*Required task 1*: Copy the portion of the article on the OCC stablecoin ruling that falls between "Stablecoins are tied" and "smooth crypto volatility.", inclusive.
*Required task 2*: Write the next part of the article on the OCC stablecoin ruling, picking up right after its final sentence.

By greenlighting a banking rule, the feds again inched toward accepting the crypto revolution. The Office of the Comptroller of the Currency (OCC) declared big banks may hold stablecoin reserves for clients in hosted wallets. The statement follows this summer’s OCC proffer big banks could custody crypto. Always ahead of the curve, the most recent statement okayed a years-long practice but limited it unnecessary ways.
Stablecoins are tied to a fiat currency, or some other “stable” reserve like commodities or other cryptocurrencies. The tether can be a direct 1:1 peg or algorithm managed. Entrepreneurs created stablecoins to smooth crypto volatility.
Without government permission, the stablecoin market had swiftly grown. Coindesk reports from September 2019 to September 2020 the market jumped from $5 billion to $19 billion—much of it already backed by large financial institutions. But OCC unnecessarily limited stablecoin acceptance to 1:1-backed stablecoins and those in “hosted wallets,” presumably excluding business and individual wallets. This is bound to confuse and catalyze the need for further government clarification.

Dataset excerpt:

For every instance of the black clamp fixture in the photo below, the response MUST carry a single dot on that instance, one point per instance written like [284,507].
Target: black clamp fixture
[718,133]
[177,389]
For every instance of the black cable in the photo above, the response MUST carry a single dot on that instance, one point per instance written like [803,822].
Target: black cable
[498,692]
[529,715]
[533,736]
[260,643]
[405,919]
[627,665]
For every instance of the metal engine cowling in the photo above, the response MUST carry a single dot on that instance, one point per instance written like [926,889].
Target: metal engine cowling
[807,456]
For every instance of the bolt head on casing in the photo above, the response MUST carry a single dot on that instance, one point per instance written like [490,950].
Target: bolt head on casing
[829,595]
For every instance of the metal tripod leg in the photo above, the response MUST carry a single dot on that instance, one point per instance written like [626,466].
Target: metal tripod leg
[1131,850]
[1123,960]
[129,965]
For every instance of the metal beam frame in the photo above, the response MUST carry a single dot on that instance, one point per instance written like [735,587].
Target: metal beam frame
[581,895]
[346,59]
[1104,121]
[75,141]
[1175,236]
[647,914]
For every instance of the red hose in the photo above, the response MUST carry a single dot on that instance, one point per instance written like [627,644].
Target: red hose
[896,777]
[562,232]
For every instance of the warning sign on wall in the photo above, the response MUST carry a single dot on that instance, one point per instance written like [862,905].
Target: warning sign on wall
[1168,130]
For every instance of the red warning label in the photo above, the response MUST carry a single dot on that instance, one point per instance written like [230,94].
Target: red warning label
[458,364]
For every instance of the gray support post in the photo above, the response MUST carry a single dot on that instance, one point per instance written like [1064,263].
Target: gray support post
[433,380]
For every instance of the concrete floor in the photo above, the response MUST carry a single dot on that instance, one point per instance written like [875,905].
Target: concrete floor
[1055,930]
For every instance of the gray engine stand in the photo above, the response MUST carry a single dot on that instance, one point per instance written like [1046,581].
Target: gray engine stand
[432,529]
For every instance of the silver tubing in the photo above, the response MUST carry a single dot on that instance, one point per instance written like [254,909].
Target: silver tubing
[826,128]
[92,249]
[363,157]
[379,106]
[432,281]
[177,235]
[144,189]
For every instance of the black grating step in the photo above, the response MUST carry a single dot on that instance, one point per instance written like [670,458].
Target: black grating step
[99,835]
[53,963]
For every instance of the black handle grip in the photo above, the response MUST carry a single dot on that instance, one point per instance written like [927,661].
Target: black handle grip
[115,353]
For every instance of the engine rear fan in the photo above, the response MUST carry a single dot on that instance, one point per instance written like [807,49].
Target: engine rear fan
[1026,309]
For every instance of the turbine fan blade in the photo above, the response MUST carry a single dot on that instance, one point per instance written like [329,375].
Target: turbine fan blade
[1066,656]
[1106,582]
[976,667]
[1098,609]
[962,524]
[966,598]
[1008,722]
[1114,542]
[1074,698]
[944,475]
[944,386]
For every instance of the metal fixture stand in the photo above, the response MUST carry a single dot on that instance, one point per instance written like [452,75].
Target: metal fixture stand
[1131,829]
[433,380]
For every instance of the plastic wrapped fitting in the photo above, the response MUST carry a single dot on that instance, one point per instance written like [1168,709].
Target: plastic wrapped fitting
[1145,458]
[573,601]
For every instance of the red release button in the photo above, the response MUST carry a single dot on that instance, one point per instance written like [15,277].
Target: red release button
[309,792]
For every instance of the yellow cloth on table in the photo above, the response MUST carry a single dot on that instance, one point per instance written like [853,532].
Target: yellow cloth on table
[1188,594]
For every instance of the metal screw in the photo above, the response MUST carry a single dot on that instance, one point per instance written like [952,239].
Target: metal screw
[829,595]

*Exercise output 1*:
Stablecoins are tied to a fiat currency, or some other “stable” reserve like commodities or other cryptocurrencies. The tether can be a direct 1:1 peg or algorithm managed. Entrepreneurs created stablecoins to smooth crypto volatility.

*Exercise output 2*:
The SEC, always around, never there
And then there is the always-lurking Securities and Exchange Commission. The SEC is the exemplar of foot-dragging slow-reacting bureaucratic power. Anyone familiar with Commission documents could have written its statement beforehand plus or minus a few words. It states the OCC interpretation is limited, any securities analysis will be based on “facts and circumstances,” the aspiring stablecoin creator should visit, and “if appropriate” the Commission may issue a No Action Letter.
Perhaps no federal agency has ever used a phrase more than the SEC does “fact and circumstances.” What this phrase means is it will not provide clear public guidance on the fear that someone will subvert it and Commission would get blamed. It puts the burden on entrepreneurs to dance the SEC tune beforehand or risk a years-long investigation.
The Commission couches this invitation in nondescript language. “The Staff stands ready to engage with market participants to assist them and to consider providing, if appropriate, a “no-action” position regarding whether activities with respect to a specific digital asset may invoke the application of the federal securities laws.”
The Commission greenlights stablecoin disclaimers
But anyone who has talked with said Staff knows this isn’t quite true. Engagement is a regulatory two-step. You can talk to them, but don’t expect answers. They disclaim responsibility for their words. Here is last week’s example:
This statement represents Staff views and is not a rule, regulation, or statement of the Commission. The SEC has neither approved nor disapproved its content. SEC Staff statements, like all SEC Staff guidance, have no legal force or effect: they do not alter or amend applicable law, and they create no new or additional obligations for any person.
Got that? Come talk to us but don’t take our words seriously. The only surefire way to avoid a “facts and circumstances” probe is a No Action Letter. But that could take months, even years, and has limited precedential value.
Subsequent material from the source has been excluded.